— AIM OF THE EXERCISE —
From the material below, extract every line that contains the word "building", matching case exactly.

Records of labeled boxes:
******************************
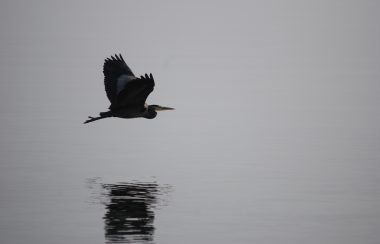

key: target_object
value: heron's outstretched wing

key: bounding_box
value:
[103,54,136,104]
[111,74,154,109]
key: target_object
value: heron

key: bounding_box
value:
[84,54,174,124]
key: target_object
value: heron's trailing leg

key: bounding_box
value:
[83,112,112,124]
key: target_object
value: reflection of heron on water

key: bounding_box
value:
[84,54,173,124]
[102,183,165,243]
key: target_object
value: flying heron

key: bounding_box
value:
[84,54,173,124]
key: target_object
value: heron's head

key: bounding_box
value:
[144,105,174,119]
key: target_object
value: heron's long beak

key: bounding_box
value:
[155,106,174,111]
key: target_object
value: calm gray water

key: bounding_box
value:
[0,0,380,244]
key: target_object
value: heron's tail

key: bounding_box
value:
[83,111,112,124]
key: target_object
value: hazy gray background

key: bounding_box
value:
[0,0,380,244]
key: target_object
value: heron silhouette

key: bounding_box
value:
[84,54,174,124]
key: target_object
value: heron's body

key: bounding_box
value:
[84,55,173,123]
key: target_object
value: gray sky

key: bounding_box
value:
[0,0,380,244]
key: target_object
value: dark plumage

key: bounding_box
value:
[84,54,173,124]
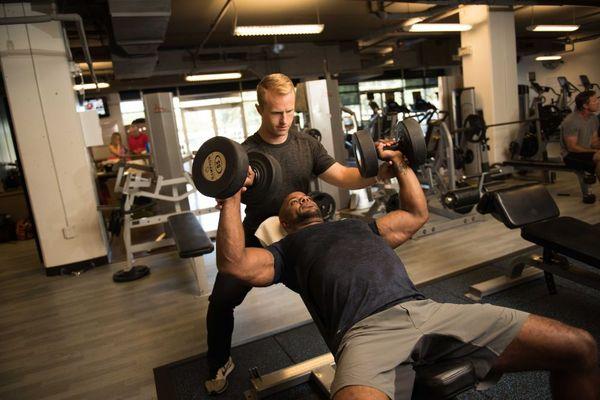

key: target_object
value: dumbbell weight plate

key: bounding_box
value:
[192,136,248,199]
[352,130,379,178]
[242,152,283,207]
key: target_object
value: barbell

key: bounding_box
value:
[453,114,538,143]
[352,118,427,178]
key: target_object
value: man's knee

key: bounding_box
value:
[570,328,598,370]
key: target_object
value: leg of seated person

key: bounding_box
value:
[206,273,252,376]
[593,151,600,179]
[333,386,389,400]
[493,315,600,400]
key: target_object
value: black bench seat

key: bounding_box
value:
[167,212,214,258]
[521,217,600,268]
[502,160,575,172]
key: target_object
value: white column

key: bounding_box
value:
[0,3,107,268]
[460,5,519,164]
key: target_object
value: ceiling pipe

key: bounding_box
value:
[198,0,233,49]
[0,14,98,87]
[357,6,458,50]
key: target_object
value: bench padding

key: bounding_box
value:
[477,185,560,229]
[502,160,572,172]
[521,217,600,268]
[167,213,214,258]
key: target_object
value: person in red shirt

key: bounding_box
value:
[127,121,148,154]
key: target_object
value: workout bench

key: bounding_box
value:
[167,212,214,295]
[465,184,600,300]
[244,353,477,400]
[502,160,596,204]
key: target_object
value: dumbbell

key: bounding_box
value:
[352,118,427,178]
[192,136,283,206]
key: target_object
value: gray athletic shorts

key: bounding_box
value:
[331,300,529,399]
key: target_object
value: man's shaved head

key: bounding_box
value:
[279,192,323,233]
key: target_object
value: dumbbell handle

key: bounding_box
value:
[377,142,400,160]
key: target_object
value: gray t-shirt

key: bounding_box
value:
[242,131,335,233]
[560,111,599,155]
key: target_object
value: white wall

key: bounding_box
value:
[459,5,519,164]
[517,38,600,98]
[0,3,107,267]
[99,93,127,145]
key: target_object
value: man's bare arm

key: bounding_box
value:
[217,190,275,286]
[376,143,429,248]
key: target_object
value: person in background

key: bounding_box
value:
[108,132,125,161]
[127,120,148,154]
[560,90,600,177]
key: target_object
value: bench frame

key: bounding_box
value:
[115,167,216,296]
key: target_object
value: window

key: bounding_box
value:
[120,100,146,125]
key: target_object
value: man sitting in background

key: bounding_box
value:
[560,90,600,177]
[217,143,600,400]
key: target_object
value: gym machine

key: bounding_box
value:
[111,162,217,295]
[579,75,600,90]
[503,72,596,204]
[244,353,477,400]
[465,184,600,301]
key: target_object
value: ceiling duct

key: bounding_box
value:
[108,0,171,79]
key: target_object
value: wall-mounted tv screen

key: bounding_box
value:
[83,97,110,118]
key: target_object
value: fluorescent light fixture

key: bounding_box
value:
[402,17,425,26]
[185,72,242,82]
[527,25,579,32]
[535,56,562,61]
[73,82,110,90]
[233,24,325,36]
[408,23,473,32]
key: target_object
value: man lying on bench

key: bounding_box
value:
[217,143,600,400]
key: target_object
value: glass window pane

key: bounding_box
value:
[121,111,146,125]
[244,101,261,136]
[215,107,245,143]
[120,100,144,113]
[358,79,404,92]
[183,110,215,151]
[242,90,257,103]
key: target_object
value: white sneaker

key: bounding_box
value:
[204,357,235,394]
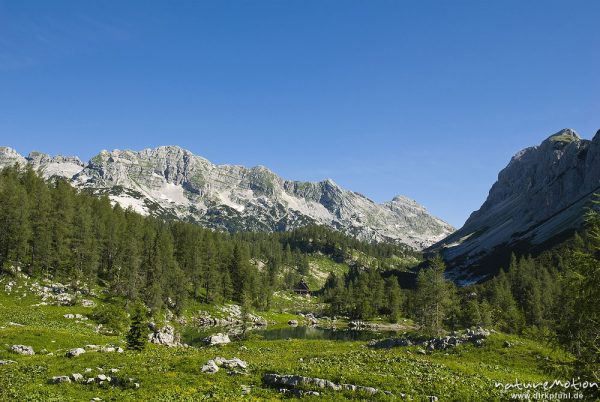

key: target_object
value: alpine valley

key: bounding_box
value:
[0,129,600,402]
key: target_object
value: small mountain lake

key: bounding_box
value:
[182,326,401,346]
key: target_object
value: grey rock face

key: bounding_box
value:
[0,146,454,249]
[431,129,600,283]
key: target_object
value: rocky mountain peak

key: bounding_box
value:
[432,129,600,284]
[0,146,454,249]
[0,147,27,166]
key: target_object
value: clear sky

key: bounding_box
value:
[0,0,600,227]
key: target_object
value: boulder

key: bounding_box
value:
[214,357,248,370]
[10,345,35,356]
[203,333,231,345]
[148,325,181,346]
[65,348,85,357]
[48,375,71,384]
[71,373,83,382]
[201,360,219,374]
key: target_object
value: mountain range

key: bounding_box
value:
[0,129,600,284]
[429,129,600,283]
[0,146,454,250]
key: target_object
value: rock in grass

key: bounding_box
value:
[65,348,85,357]
[48,375,71,384]
[214,357,248,370]
[263,374,381,395]
[71,373,83,382]
[204,333,231,345]
[96,374,110,382]
[148,325,181,346]
[10,345,35,356]
[202,360,219,374]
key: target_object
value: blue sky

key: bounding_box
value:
[0,0,600,227]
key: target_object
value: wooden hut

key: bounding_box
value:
[294,279,310,296]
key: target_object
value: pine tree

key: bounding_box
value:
[385,276,402,322]
[414,255,450,335]
[126,302,148,351]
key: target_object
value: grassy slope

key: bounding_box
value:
[0,276,569,401]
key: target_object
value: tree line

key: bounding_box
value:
[0,166,411,313]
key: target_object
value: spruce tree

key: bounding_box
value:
[126,302,148,351]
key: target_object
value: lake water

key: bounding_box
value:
[182,326,400,346]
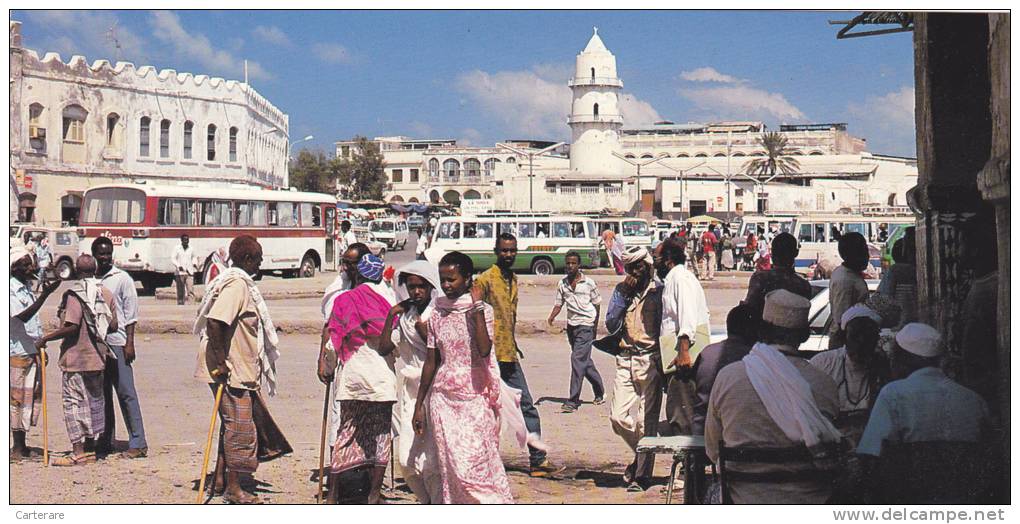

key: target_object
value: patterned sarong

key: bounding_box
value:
[209,384,294,473]
[10,357,43,431]
[62,371,106,444]
[329,401,394,473]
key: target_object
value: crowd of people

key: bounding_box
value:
[10,226,995,504]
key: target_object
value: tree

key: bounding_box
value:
[290,149,337,195]
[744,132,801,185]
[330,137,387,200]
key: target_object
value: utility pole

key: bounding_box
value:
[497,142,566,211]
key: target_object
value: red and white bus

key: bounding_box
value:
[78,184,338,291]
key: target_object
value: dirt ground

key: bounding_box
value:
[9,277,745,504]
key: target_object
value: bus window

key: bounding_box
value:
[85,188,145,224]
[797,224,815,242]
[248,202,269,226]
[815,224,825,242]
[276,202,298,227]
[159,199,192,225]
[199,200,231,225]
[439,222,460,239]
[300,202,318,227]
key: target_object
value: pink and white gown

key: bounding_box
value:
[427,295,513,504]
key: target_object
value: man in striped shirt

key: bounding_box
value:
[549,251,606,413]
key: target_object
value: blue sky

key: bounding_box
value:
[11,11,915,156]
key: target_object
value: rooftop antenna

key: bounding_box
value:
[106,21,120,62]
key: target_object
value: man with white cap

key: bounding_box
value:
[8,246,60,460]
[705,290,842,504]
[606,246,663,491]
[811,304,887,441]
[857,322,988,457]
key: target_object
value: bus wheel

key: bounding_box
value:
[298,255,315,278]
[531,258,556,274]
[57,260,74,280]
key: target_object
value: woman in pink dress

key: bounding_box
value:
[412,252,513,504]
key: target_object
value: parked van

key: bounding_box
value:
[425,213,599,274]
[368,218,407,251]
[10,223,79,280]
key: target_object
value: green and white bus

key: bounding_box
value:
[425,213,599,274]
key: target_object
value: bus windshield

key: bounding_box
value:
[82,188,145,224]
[623,220,648,237]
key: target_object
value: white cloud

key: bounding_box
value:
[24,10,150,64]
[679,86,807,121]
[252,25,294,47]
[680,67,745,84]
[847,86,917,156]
[455,64,660,140]
[620,93,662,125]
[312,43,352,64]
[149,11,272,80]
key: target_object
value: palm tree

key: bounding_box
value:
[744,132,801,185]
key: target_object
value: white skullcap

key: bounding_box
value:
[762,290,811,329]
[622,246,655,266]
[10,246,29,267]
[839,304,882,331]
[896,322,942,358]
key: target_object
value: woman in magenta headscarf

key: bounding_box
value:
[318,254,397,504]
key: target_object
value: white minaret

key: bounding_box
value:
[567,28,623,175]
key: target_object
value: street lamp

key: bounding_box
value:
[287,135,315,159]
[497,142,566,211]
[652,158,705,216]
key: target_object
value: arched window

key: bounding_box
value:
[205,123,216,162]
[29,104,46,153]
[184,120,195,160]
[106,113,123,152]
[159,119,170,158]
[138,116,152,156]
[443,158,460,178]
[230,127,238,162]
[60,105,89,163]
[464,158,481,176]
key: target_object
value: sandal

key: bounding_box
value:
[50,453,96,467]
[223,492,262,505]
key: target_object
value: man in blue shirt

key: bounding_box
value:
[92,237,149,459]
[9,246,60,459]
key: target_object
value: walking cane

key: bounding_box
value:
[39,349,50,466]
[195,369,223,504]
[315,382,333,504]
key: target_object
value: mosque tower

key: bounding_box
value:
[567,28,624,176]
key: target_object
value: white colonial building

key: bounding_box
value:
[337,31,917,217]
[10,21,289,225]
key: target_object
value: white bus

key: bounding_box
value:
[78,184,338,292]
[425,213,599,274]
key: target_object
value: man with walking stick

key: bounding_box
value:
[195,234,293,504]
[8,246,60,460]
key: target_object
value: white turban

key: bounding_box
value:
[839,304,882,331]
[10,246,29,267]
[896,322,942,358]
[623,246,655,266]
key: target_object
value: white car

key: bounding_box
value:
[711,280,878,352]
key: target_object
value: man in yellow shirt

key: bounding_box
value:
[471,232,563,477]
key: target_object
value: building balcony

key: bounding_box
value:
[567,114,623,125]
[567,76,623,88]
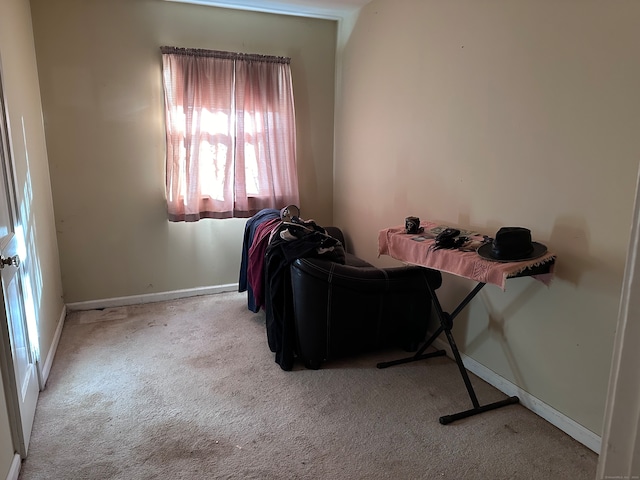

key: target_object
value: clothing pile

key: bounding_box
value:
[239,209,345,370]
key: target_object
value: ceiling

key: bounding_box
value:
[168,0,371,20]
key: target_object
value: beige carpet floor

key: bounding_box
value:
[20,293,597,480]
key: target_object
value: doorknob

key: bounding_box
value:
[0,255,20,269]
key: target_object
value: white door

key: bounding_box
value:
[0,56,40,458]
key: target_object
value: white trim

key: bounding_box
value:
[7,453,22,480]
[38,305,67,390]
[67,283,238,311]
[596,166,640,478]
[433,338,602,453]
[165,0,362,20]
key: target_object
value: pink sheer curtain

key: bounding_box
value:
[162,47,299,222]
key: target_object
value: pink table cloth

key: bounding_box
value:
[378,222,556,290]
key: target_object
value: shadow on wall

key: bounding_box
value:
[549,215,602,286]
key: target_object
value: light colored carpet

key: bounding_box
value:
[20,293,597,480]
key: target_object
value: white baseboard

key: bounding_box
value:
[433,338,602,454]
[7,453,22,480]
[38,305,67,390]
[67,283,238,311]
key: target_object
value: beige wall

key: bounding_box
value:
[0,0,64,472]
[334,0,640,435]
[31,0,336,302]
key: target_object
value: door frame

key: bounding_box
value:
[0,52,43,458]
[596,166,640,479]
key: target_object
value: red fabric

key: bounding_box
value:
[247,218,281,308]
[378,222,556,290]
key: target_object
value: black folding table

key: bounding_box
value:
[377,222,555,425]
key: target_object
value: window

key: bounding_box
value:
[161,47,299,222]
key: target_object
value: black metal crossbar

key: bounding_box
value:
[377,282,520,425]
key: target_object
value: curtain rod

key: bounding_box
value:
[160,46,291,64]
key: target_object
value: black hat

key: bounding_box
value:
[477,227,547,262]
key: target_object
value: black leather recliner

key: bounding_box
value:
[290,227,442,369]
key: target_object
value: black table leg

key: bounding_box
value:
[377,283,520,425]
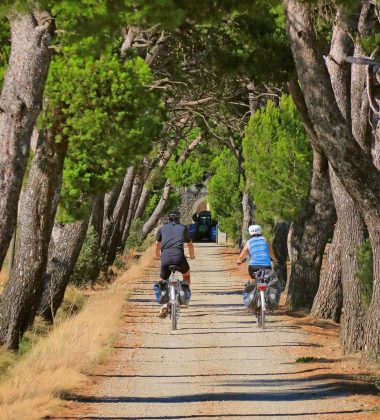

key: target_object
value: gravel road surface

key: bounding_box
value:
[63,244,374,419]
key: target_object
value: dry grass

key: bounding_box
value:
[0,251,152,420]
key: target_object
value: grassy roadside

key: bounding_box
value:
[0,244,153,420]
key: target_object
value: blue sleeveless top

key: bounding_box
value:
[248,236,271,267]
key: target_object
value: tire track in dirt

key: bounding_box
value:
[57,244,373,419]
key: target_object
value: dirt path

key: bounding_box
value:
[60,244,374,419]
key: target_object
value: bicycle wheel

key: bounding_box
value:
[170,303,178,331]
[260,307,265,328]
[260,290,266,328]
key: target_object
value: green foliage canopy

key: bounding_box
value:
[42,53,164,221]
[243,95,312,225]
[207,148,242,240]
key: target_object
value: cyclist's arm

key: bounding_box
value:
[265,239,277,262]
[237,242,249,264]
[187,241,195,259]
[183,226,195,259]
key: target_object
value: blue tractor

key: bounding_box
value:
[189,210,218,242]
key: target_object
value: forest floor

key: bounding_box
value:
[51,244,380,419]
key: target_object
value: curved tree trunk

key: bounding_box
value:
[331,173,365,353]
[241,186,253,246]
[142,179,172,239]
[101,165,136,267]
[327,5,371,352]
[120,170,144,244]
[311,222,343,322]
[0,132,67,349]
[38,218,88,322]
[134,185,151,219]
[284,0,380,356]
[142,136,202,239]
[287,150,336,309]
[272,222,290,286]
[0,12,54,267]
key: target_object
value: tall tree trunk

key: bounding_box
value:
[135,185,151,219]
[287,150,336,309]
[0,132,67,349]
[38,218,89,322]
[121,174,144,244]
[101,165,136,267]
[241,186,253,245]
[133,139,181,223]
[142,179,172,239]
[0,12,54,268]
[311,222,343,322]
[284,0,380,356]
[272,221,290,285]
[90,194,104,243]
[327,5,370,353]
[142,135,202,239]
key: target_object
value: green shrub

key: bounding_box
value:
[70,226,103,286]
[355,239,373,308]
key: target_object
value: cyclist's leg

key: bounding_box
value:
[177,257,190,285]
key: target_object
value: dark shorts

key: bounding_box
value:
[160,255,190,280]
[248,265,272,279]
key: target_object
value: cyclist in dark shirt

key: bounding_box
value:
[155,210,195,318]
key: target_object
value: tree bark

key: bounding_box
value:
[284,0,380,356]
[134,139,180,223]
[0,12,54,268]
[284,0,380,221]
[272,221,290,286]
[287,150,336,309]
[311,222,343,322]
[241,185,253,246]
[326,5,370,353]
[101,165,136,267]
[38,218,89,322]
[0,132,67,350]
[121,174,144,247]
[90,194,104,243]
[142,179,172,239]
[142,136,202,239]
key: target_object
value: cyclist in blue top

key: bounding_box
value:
[237,225,276,279]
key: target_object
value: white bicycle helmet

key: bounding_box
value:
[248,225,263,236]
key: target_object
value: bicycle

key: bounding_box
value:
[243,269,279,329]
[168,265,181,331]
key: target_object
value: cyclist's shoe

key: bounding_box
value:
[157,305,168,318]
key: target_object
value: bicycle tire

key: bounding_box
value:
[170,303,178,331]
[260,307,265,328]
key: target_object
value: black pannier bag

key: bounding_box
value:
[243,282,257,309]
[153,281,169,305]
[179,281,191,305]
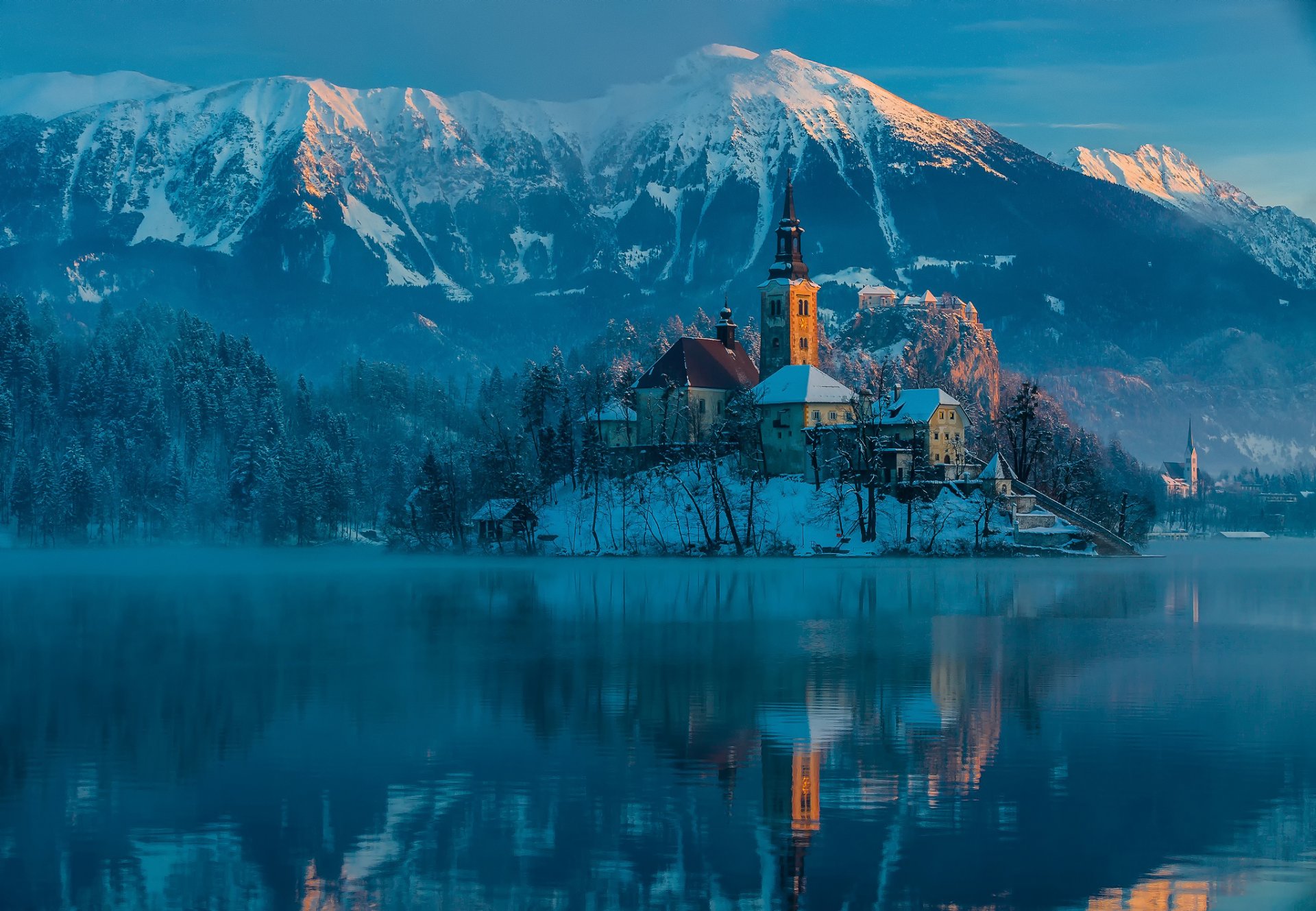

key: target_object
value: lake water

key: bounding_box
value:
[0,541,1316,911]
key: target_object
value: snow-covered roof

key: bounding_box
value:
[758,278,822,289]
[754,363,854,406]
[887,389,960,424]
[860,284,897,297]
[576,402,635,424]
[633,336,758,389]
[475,498,517,519]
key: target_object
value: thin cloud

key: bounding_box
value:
[988,123,1129,130]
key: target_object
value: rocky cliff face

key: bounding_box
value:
[1069,145,1316,289]
[0,47,1316,468]
[828,306,1000,422]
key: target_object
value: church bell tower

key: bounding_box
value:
[758,170,818,379]
[1183,419,1197,496]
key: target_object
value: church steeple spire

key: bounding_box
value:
[767,169,809,280]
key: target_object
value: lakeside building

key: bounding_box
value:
[575,402,639,449]
[860,284,979,323]
[753,363,855,475]
[1160,420,1200,496]
[626,173,978,481]
[633,306,759,445]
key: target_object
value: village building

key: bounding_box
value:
[860,284,900,309]
[1160,422,1199,496]
[634,306,759,445]
[575,402,639,449]
[875,389,970,478]
[758,171,818,376]
[471,499,539,548]
[860,284,980,325]
[754,363,855,481]
[626,173,977,482]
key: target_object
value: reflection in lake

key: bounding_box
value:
[0,541,1316,911]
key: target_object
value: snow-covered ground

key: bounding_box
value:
[538,461,1047,555]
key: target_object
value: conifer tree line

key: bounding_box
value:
[0,295,653,548]
[0,296,1173,549]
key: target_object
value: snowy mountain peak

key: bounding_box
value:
[1069,143,1260,215]
[0,70,187,120]
[1069,145,1316,289]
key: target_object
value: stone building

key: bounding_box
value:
[634,306,759,445]
[875,389,970,478]
[860,284,980,324]
[754,363,855,481]
[758,171,818,376]
[575,402,639,449]
[1160,422,1200,496]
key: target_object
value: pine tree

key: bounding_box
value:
[59,444,96,544]
[9,457,37,539]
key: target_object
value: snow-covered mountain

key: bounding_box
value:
[0,46,1316,468]
[0,46,1027,300]
[1067,145,1316,289]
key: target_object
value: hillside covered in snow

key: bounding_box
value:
[1069,145,1316,289]
[0,46,1316,463]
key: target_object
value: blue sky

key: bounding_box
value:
[0,0,1316,217]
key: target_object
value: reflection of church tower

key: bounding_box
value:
[762,740,822,908]
[758,171,818,379]
[1183,417,1197,496]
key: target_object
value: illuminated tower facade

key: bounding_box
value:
[1183,419,1197,496]
[758,171,818,379]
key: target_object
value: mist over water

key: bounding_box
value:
[0,539,1316,911]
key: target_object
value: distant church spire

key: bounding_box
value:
[767,169,809,280]
[1183,416,1199,496]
******************************
— RESULT —
value: white colonial building
value: building balcony
value: lakeside building
value: village building
value: stone building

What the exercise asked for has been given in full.